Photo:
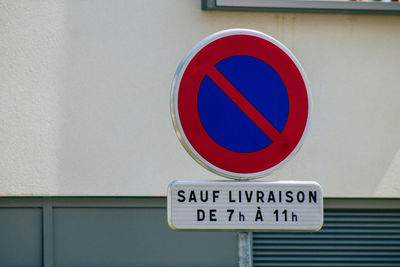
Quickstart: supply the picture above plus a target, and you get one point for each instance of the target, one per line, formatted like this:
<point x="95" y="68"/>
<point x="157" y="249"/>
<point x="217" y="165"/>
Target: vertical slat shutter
<point x="349" y="237"/>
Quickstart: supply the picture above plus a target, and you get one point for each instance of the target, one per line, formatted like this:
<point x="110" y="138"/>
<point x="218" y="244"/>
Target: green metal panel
<point x="20" y="237"/>
<point x="134" y="237"/>
<point x="349" y="237"/>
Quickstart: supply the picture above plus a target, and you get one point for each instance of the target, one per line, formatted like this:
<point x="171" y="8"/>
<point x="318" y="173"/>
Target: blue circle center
<point x="225" y="122"/>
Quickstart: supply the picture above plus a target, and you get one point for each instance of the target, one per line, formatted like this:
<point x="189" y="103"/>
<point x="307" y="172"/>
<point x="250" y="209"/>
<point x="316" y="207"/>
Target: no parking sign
<point x="240" y="103"/>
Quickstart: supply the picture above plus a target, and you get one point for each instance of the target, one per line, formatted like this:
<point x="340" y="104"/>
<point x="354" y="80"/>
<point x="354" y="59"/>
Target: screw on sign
<point x="240" y="103"/>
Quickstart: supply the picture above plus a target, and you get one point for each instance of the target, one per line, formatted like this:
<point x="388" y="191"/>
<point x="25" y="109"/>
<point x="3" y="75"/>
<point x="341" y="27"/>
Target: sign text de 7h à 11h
<point x="258" y="206"/>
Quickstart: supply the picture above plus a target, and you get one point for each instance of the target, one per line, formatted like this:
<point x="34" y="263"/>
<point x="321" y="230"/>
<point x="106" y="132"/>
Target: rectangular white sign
<point x="244" y="205"/>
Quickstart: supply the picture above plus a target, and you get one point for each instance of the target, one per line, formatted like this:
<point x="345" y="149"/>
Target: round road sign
<point x="240" y="103"/>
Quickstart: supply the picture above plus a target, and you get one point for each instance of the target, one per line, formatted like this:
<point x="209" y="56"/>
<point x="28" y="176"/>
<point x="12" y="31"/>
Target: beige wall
<point x="84" y="96"/>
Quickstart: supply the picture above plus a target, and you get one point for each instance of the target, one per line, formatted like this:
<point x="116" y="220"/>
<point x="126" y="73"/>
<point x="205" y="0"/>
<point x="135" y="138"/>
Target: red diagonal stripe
<point x="243" y="104"/>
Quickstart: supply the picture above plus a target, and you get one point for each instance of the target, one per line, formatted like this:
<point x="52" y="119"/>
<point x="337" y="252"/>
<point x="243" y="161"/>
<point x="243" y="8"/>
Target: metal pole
<point x="244" y="249"/>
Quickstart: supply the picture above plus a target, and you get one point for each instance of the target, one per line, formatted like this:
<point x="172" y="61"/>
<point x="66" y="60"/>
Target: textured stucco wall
<point x="84" y="96"/>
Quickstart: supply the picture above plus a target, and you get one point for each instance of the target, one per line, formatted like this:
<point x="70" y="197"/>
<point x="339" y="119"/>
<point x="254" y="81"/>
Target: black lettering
<point x="230" y="197"/>
<point x="248" y="196"/>
<point x="206" y="196"/>
<point x="181" y="194"/>
<point x="260" y="196"/>
<point x="259" y="215"/>
<point x="241" y="217"/>
<point x="312" y="195"/>
<point x="212" y="216"/>
<point x="192" y="196"/>
<point x="271" y="197"/>
<point x="289" y="196"/>
<point x="230" y="214"/>
<point x="200" y="215"/>
<point x="300" y="196"/>
<point x="215" y="195"/>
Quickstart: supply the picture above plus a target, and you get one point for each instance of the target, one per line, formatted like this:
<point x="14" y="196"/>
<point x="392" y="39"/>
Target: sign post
<point x="240" y="106"/>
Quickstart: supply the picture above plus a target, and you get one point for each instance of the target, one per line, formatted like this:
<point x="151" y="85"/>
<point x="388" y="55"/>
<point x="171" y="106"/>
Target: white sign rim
<point x="175" y="114"/>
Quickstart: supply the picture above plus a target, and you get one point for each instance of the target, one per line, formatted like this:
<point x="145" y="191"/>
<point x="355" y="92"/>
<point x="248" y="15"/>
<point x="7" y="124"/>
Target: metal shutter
<point x="349" y="237"/>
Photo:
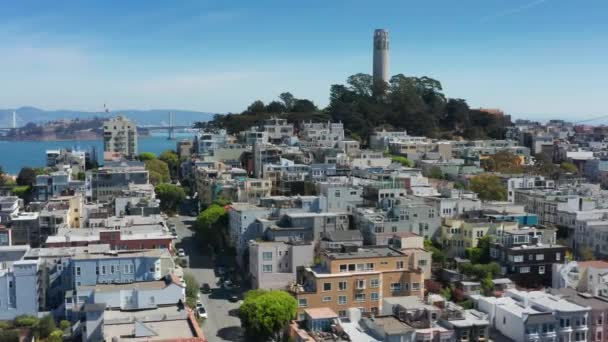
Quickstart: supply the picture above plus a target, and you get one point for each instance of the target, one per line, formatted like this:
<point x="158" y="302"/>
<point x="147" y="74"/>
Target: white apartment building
<point x="120" y="136"/>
•••••
Which lines in the rows above contain the word "wall"? Pull out each of them and copy it in full.

Correct response:
Target: beige wall
Target: textured stucco wall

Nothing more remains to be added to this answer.